Would you duplicate everything in the Maryland lottery opinion from "Decided November 1, 1951." down to "of the Court."?

═══ Given passage

[No. 19, October Term, 1951.]

198 Md. 405 (1951)

84 A.2d 76


Court of Appeals of Maryland.

Decided November 1, 1951.

Attorney(s) appearing for the Case

Ignatius J. Keane, with whom was Albert R. Hassall on the brief, for appellant.

A.T. Hartman, Special Assistant Attorney General, with whom were Hall Hammond, Attorney General, and C.J. Lancaster, State's Attorney for Prince George's County, on the brief, for appellee.

The cause was argued before MARBURY, C.J., and DELAPLAINE, COLLINS, HENDERSON and MARKELL, JJ.

DELAPLAINE, J., delivered the opinion of the Court.

Walter S. Shelton, of College Park, has appealed here from a conviction on the charge of violating the local lottery law of Prince George's County. Laws of 1939, ch. 258, Code P.L.L. of Prince George's County, 1943 Ed., sec. 608.

For some years appellant has been the owner and operator of Otto's Bar and Grill in Colmar Manor. On January 16, 1951, at about 10:30 a.m., the bar was visited by the sheriff, two detectives of the county police force, and an informer named John Phillips. The sheriff and Phillips were the first to enter. They bought two beers, and while they were drinking Phillips asked the bartender, Herman Johns, whether he could play a number. The bartender handed Phillips a pad and pencil, and Phillips wrote the numbers "513" and "315" on a slip and added "50 cents" in parenthesis, indicating that he was playing 50 cents on each number. Phillips then handed the slip along with a marked dollar bill to the bartender, and the bartender put them in a drawer behind the bar. The sheriff thereupon identified himself and placed the bartender under arrest. The two detectives then walked in, and immediately recovered the slip and the dollar bill from the drawer. They also found in the drawer another slip on which "518" was written. On the cash register back of the counter there were several pads of slips. Sticking in the frame of the mirror above the cash register was a paper displaying "032" in large blue figures. One of the detectives took the bartender to the police station in Hyattsville. About twenty minutes later appellant came into the bar. When questioned by the officers, he asserted that he had no connection with the lottery whatever and did not even know that it was being operated. The officers, however, secured a warrant for his arrest.

══════
═══ Raw data

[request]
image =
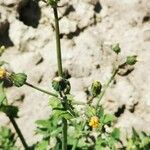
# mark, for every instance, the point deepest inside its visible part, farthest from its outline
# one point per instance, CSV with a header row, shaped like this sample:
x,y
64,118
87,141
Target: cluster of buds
x,y
61,85
94,122
2,73
18,79
96,88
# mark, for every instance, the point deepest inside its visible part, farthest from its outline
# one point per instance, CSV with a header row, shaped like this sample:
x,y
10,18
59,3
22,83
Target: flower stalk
x,y
12,120
60,73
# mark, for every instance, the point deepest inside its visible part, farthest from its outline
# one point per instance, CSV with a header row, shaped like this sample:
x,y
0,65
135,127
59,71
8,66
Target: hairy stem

══════

Output of the task:
Decided November 1, 1951.

Attorney(s) appearing for the Case

Ignatius J. Keane, with whom was Albert R. Hassall on the brief, for appellant.

A.T. Hartman, Special Assistant Attorney General, with whom were Hall Hammond, Attorney General, and C.J. Lancaster, State's Attorney for Prince George's County, on the brief, for appellee.

The cause was argued before MARBURY, C.J., and DELAPLAINE, COLLINS, HENDERSON and MARKELL, JJ.

DELAPLAINE, J., delivered the opinion of the Court.